(Stored entries)
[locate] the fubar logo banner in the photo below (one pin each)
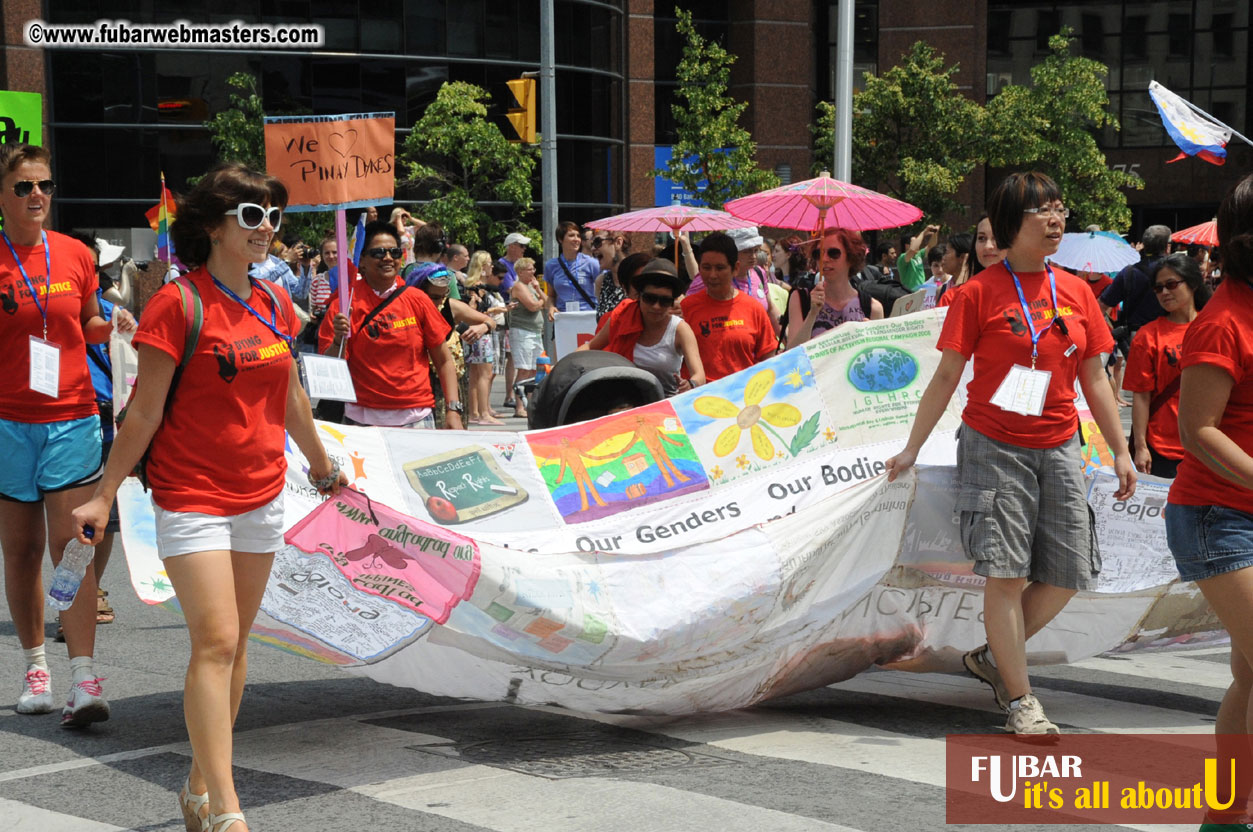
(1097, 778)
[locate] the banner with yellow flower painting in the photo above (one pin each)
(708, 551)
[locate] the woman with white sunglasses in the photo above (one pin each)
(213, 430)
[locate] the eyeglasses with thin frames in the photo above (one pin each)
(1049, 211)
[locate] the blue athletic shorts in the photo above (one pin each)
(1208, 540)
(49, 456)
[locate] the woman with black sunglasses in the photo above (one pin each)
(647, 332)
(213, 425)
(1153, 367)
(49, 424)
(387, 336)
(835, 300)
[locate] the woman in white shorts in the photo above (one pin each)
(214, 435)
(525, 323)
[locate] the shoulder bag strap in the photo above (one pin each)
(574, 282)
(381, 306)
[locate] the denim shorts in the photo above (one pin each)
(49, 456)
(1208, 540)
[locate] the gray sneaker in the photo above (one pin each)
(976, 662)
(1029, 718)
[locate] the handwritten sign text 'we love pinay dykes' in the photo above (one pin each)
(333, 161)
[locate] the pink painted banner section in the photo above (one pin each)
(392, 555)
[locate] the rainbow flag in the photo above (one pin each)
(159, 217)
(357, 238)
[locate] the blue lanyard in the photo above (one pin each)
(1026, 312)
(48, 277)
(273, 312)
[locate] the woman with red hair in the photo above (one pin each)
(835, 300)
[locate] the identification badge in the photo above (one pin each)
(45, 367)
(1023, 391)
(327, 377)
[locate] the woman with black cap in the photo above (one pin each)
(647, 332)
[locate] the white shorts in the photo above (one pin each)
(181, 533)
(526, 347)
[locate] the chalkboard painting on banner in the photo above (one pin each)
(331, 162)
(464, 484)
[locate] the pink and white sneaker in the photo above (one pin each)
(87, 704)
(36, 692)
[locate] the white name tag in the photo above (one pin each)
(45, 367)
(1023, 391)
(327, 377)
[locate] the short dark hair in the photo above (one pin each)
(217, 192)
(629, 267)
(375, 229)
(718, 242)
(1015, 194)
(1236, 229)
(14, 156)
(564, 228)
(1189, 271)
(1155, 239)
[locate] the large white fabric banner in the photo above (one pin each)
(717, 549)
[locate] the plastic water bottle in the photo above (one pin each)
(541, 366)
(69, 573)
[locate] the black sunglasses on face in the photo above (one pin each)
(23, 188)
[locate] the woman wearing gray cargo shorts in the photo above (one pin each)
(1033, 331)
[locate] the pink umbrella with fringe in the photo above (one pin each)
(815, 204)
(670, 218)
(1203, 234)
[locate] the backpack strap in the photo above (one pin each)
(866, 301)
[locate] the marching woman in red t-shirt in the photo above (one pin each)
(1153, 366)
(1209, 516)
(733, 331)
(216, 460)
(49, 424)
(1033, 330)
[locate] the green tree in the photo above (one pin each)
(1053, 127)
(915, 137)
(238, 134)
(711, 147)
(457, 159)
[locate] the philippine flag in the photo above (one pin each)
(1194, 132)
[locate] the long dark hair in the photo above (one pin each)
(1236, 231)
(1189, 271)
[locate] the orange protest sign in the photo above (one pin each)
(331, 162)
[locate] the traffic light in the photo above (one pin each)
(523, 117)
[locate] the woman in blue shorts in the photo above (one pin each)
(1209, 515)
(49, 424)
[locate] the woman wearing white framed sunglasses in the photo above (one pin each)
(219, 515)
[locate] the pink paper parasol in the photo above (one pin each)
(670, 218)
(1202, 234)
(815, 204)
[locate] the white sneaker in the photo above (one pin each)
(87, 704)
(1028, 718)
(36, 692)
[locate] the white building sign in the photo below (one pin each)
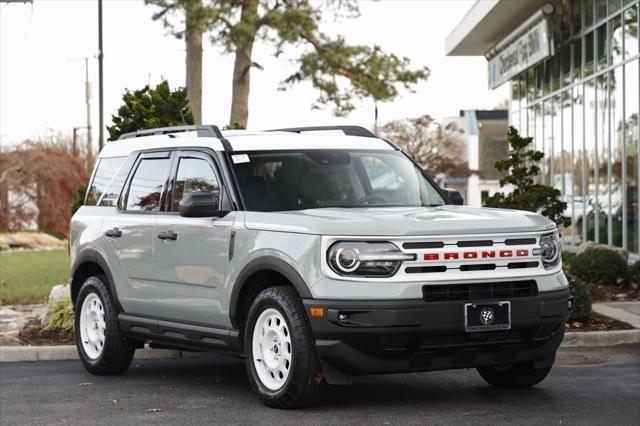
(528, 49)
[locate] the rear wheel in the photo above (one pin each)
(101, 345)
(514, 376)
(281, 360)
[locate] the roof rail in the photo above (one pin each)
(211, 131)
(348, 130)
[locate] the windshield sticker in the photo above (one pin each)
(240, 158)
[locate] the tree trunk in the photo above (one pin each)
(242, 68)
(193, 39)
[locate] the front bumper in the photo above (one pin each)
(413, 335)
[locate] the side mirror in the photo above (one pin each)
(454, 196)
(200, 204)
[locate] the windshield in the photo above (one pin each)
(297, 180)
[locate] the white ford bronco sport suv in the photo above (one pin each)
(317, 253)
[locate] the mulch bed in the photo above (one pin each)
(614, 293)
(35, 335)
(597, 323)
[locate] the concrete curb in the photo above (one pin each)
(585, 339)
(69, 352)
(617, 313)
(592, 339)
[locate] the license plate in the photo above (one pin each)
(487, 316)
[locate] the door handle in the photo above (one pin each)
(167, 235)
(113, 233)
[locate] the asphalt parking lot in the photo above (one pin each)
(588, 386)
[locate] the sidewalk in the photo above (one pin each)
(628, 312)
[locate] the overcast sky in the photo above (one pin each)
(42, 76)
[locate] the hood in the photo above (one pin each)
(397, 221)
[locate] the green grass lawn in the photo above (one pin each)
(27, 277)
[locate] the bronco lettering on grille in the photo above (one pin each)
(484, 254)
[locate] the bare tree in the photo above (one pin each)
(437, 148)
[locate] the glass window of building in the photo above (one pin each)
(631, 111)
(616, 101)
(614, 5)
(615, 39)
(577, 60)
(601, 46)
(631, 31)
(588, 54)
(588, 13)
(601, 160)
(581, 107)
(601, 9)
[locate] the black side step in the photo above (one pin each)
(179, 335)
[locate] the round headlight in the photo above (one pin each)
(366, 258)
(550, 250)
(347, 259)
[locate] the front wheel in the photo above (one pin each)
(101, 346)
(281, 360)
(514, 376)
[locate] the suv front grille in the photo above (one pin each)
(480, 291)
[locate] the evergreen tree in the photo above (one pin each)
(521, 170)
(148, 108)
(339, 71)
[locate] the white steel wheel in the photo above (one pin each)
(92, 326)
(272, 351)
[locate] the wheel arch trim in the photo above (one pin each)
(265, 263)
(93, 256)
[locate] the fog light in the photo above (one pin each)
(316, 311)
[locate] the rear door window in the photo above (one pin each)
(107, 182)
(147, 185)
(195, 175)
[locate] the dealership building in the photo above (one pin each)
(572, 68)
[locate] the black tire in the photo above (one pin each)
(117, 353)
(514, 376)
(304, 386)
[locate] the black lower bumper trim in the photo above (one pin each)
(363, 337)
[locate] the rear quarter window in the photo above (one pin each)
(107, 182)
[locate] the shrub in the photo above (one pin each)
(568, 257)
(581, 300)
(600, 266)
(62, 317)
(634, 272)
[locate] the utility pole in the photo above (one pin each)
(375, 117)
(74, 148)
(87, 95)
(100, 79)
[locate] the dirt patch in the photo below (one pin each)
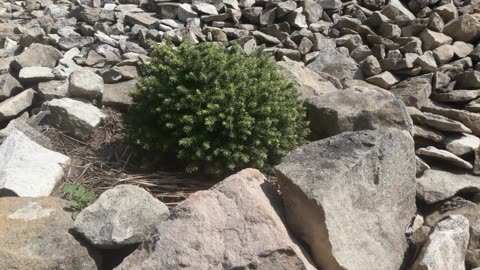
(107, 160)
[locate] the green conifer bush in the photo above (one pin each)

**Activity**
Write out the data once more exactly, omitting the pictures.

**Task result**
[locate] the fubar logo banner in the photo below (one pin each)
(1097, 778)
[locate] the banner with yellow flower painting in the photo above (one pin each)
(708, 551)
[locate] the woman with white sunglasses in the photo above (one pin each)
(213, 430)
[locate] the eyeglasses with thin frames in the photo above (one pin each)
(1049, 211)
[locate] the blue athletic shorts in the photo above (one pin each)
(1208, 540)
(49, 456)
[locate] the woman with black sunglasses in the photo above (one pin each)
(647, 332)
(213, 425)
(1153, 367)
(49, 424)
(387, 336)
(835, 300)
[locate] the woman in white shorts in the photo above (one pin each)
(214, 435)
(525, 323)
[locate] the shoulder bag strap in the photo above (one pin each)
(574, 282)
(381, 306)
[locate] the denim shorts in the photo above (one pin each)
(49, 456)
(1208, 540)
[locate] the gray sneaker in the photo above (one pin each)
(976, 662)
(1029, 718)
[locate] the handwritten sign text 'we love pinay dykes' in the photo above (one pin each)
(333, 161)
[locate] the pink painted banner section in the photo above (one pin each)
(392, 555)
[locate] the rainbow flag in the photo above (one pin each)
(159, 217)
(357, 238)
[locate] the blue lanyard in the photo above (one pin each)
(1026, 312)
(48, 277)
(273, 312)
[locate] the woman with red hair in the photo above (one pin each)
(835, 300)
[locate] the identification badge in the photo above (one pin each)
(45, 367)
(1023, 391)
(327, 377)
[locate] the woman with black cap in the photo above (one pin each)
(647, 332)
[locate] the white shorts in the photo above (one pin each)
(181, 533)
(526, 347)
[locate] the chalkboard painting on banner in the photo above (one pin each)
(331, 162)
(464, 484)
[locate] the pink and white sneaker in the photo above (one pin each)
(87, 704)
(36, 692)
[locate] the white name tag in the photo above (one pin each)
(45, 367)
(1023, 391)
(327, 377)
[locate] the short dark hair in the photo above (one pin each)
(217, 192)
(629, 267)
(375, 229)
(718, 242)
(1015, 194)
(1236, 229)
(14, 156)
(564, 228)
(1189, 271)
(1155, 239)
[locate] the large white fabric banner in the photo above (one pin each)
(717, 549)
[locate] the plastic water bottle in the photo above (one pin each)
(541, 366)
(69, 573)
[locate] the black sunglasses on face in the photo above (one pin each)
(23, 188)
[locate] the woman wearing gray cargo shorts in the photo above (one pin each)
(1033, 331)
[locate] the pink umbrella with fringe in the photo above (one pin each)
(815, 204)
(670, 218)
(1203, 234)
[locate] the backpack strap in the photo above (one pin each)
(866, 301)
[locate] the marching woman in red t-shirt in the photo above (one pin each)
(1153, 366)
(1209, 516)
(733, 331)
(216, 460)
(49, 424)
(1033, 330)
[locate] the green tree in the photo above (one pin each)
(1053, 127)
(915, 137)
(238, 134)
(711, 147)
(457, 159)
[locate] the philippine flag in the photo above (one pin each)
(1194, 132)
[locate] the long dark hair in the photo above (one pin each)
(1236, 231)
(1189, 271)
[locate] the orange protest sign in the photo above (one pin each)
(331, 162)
[locate] the traffic light in the photo above (one pin each)
(523, 117)
[locate] the woman in blue shorts in the photo above (one pin each)
(1209, 515)
(49, 424)
[locate] the woman wearing white framed sunglasses in the photo above (one pin each)
(219, 515)
[locate] the pink paper parasol in the photo above (one pin each)
(670, 218)
(1202, 234)
(815, 204)
[locate] the white sneaker in the photo above (one pin each)
(87, 704)
(1028, 718)
(36, 692)
[locate] the white building sign in the photo below (one pin each)
(528, 49)
[locate] the rear wheel in the photo above (one pin each)
(101, 345)
(514, 376)
(281, 360)
[locate] the roof rail in the photo above (one pin each)
(211, 131)
(348, 130)
[locate] the windshield sticker in the photo above (one pin each)
(240, 158)
[locate] the tree trunk in the photo above (one pin each)
(242, 68)
(193, 39)
[locate] the front bumper in the photo above (one pin each)
(413, 335)
[locate] the side mirror in the photo above (one pin each)
(454, 196)
(200, 204)
[locate] the windshield in the photo above (one pin each)
(297, 180)
[locate] the white ford bronco sport suv in the photo above (one pin each)
(317, 253)
[locate] the mulch bed in the photo above (one pin each)
(614, 293)
(35, 335)
(597, 323)
[locate] the concrete curb in the photo above (one pin each)
(585, 339)
(69, 352)
(617, 313)
(592, 339)
[locate] the license plate in the photo above (one pin each)
(487, 316)
[locate] the door handle in the photo above (one pin each)
(167, 235)
(113, 233)
[locate] the asphalt parking lot in the photo above (one pin each)
(588, 386)
[locate] the sidewalk in the photo above (one pin each)
(628, 312)
[locate] the overcast sky in the photo above (one pin each)
(42, 76)
[locate] the hood in the photo above (one pin each)
(397, 221)
[locate] the green grass lawn in the photo above (one pin each)
(27, 277)
[locate] the bronco lettering on grille in the photo above (one pin each)
(484, 254)
[locate] the bare tree in the photo above (one pin each)
(437, 148)
[locate] the glass window of building in the photo above (one pin each)
(631, 111)
(616, 101)
(614, 5)
(615, 39)
(577, 60)
(601, 46)
(631, 31)
(588, 54)
(588, 13)
(601, 160)
(581, 107)
(601, 9)
[locate] the black side step in the photo above (one pin each)
(179, 335)
[locate] the round headlight in the photo above (one pin each)
(366, 258)
(550, 250)
(347, 259)
[locate] the front wheel in the photo above (one pin each)
(101, 346)
(281, 360)
(514, 376)
[locate] the suv front grille in the photo above (one pin each)
(480, 291)
[locate] the evergreen tree in the photo above (one pin each)
(521, 170)
(148, 108)
(339, 71)
[locate] the white steel wheel in the photo above (one pin each)
(92, 326)
(272, 351)
[locate] the wheel arch trim in the photo above (one pin each)
(265, 263)
(93, 256)
[locate] the fog light in the photo above (one pin each)
(316, 311)
[locate] the rear door window in the photo above (one pin each)
(107, 182)
(147, 185)
(195, 175)
[locate] the dealership building in the photo above (one pin each)
(572, 68)
[locate] the black tire in the photo above (one pin each)
(117, 353)
(514, 376)
(304, 386)
[locate] the black lower bumper trim in the photo above (one pin each)
(363, 337)
[locate] the rear quarter window in the photo above (one pin each)
(107, 182)
[locate] the shrub in the photo above (one pin each)
(568, 257)
(581, 300)
(600, 266)
(62, 317)
(634, 272)
[locate] the utility pole in the photo above (one pin each)
(375, 117)
(74, 148)
(87, 95)
(100, 79)
[locate] the dirt patch in the photo below (one pin each)
(107, 160)
[locate] the green conifer bush in the photo above (one pin each)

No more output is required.